You cannot force it. But you can keep asking gently, and be there when the moment arrives.

What Happens During a Cognitive Evaluation

Knowing what to expect makes everything less frightening.

The evaluation usually starts with a screening tool. The Mini-Mental State Examination, or MMSE, takes about ten minutes and covers orientation, attention, recall, and language. The MoCA is slightly more sensitive and adds executive function and visuospatial testing.

If either screening flags concerns, the next step is a referral to a neuropsychologist or neurologist. A full neuropsychological evaluation runs two to four hours: memory, attention, language, problem-solving, visuospatial skills. Plus a detailed medical history, medication review, and blood work to rule out treatable causes like thyroid dysfunction, vitamin B12 deficiency, or infections.

Brain imaging may follow. An MRI shows structural changes. A PET scan detects amyloid plaques associated with Alzheimer's. And in 2023, the FDA approved Leqembi (lecanemab), the first drug shown to slow cognitive decline in early-stage Alzheimer's. Early detection now means something it didn't five years ago.

Not a verdict. A map. And a map only helps if you pick it up before you're already lost.

Resources and the Call You Can Make Tonight

The Alzheimer's Association 24/7 helpline: 1-800-272-3900. Real people, every hour. Not a recording. Not a phone tree. Someone who will listen while you describe what you've been noticing about your mother, your father, your spouse. Call at midnight, because midnight is when the worry arrives loudest, and someone will pick up.
---
**Questions**.
a – Rewrite the paragraph in the passage on cognitive evaluations that begins "If either screening flags concerns" as a short bulleted list that keeps its main facts.
b – Quote the part of the passage on cognitive evaluations that opens with the words "What Happens During" and closes with "and visuospatial testing.".
The listing comes from an unrelated source.

**Data shown**.
---
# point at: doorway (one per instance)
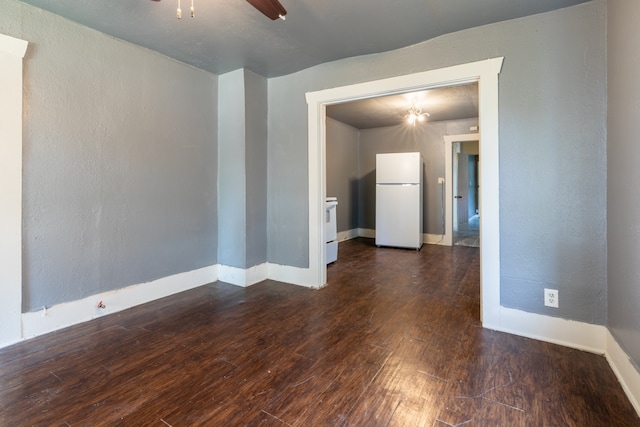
---
**List of solutions**.
a –
- A concerning screening leads to a referral to a neuropsychologist or neurologist.
- A full neuropsychological evaluation takes two to four hours and tests memory, attention, language, problem-solving, and visuospatial skills.
- It also includes a detailed medical history and a medication review.
- Blood work rules out treatable causes such as thyroid dysfunction, vitamin B12 deficiency, or infections.

b –
What Happens During a Cognitive Evaluation

Knowing what to expect makes everything less frightening.

The evaluation usually starts with a screening tool. The Mini-Mental State Examination, or MMSE, takes about ten minutes and covers orientation, attention, recall, and language. The MoCA is slightly more sensitive and adds executive function and visuospatial testing.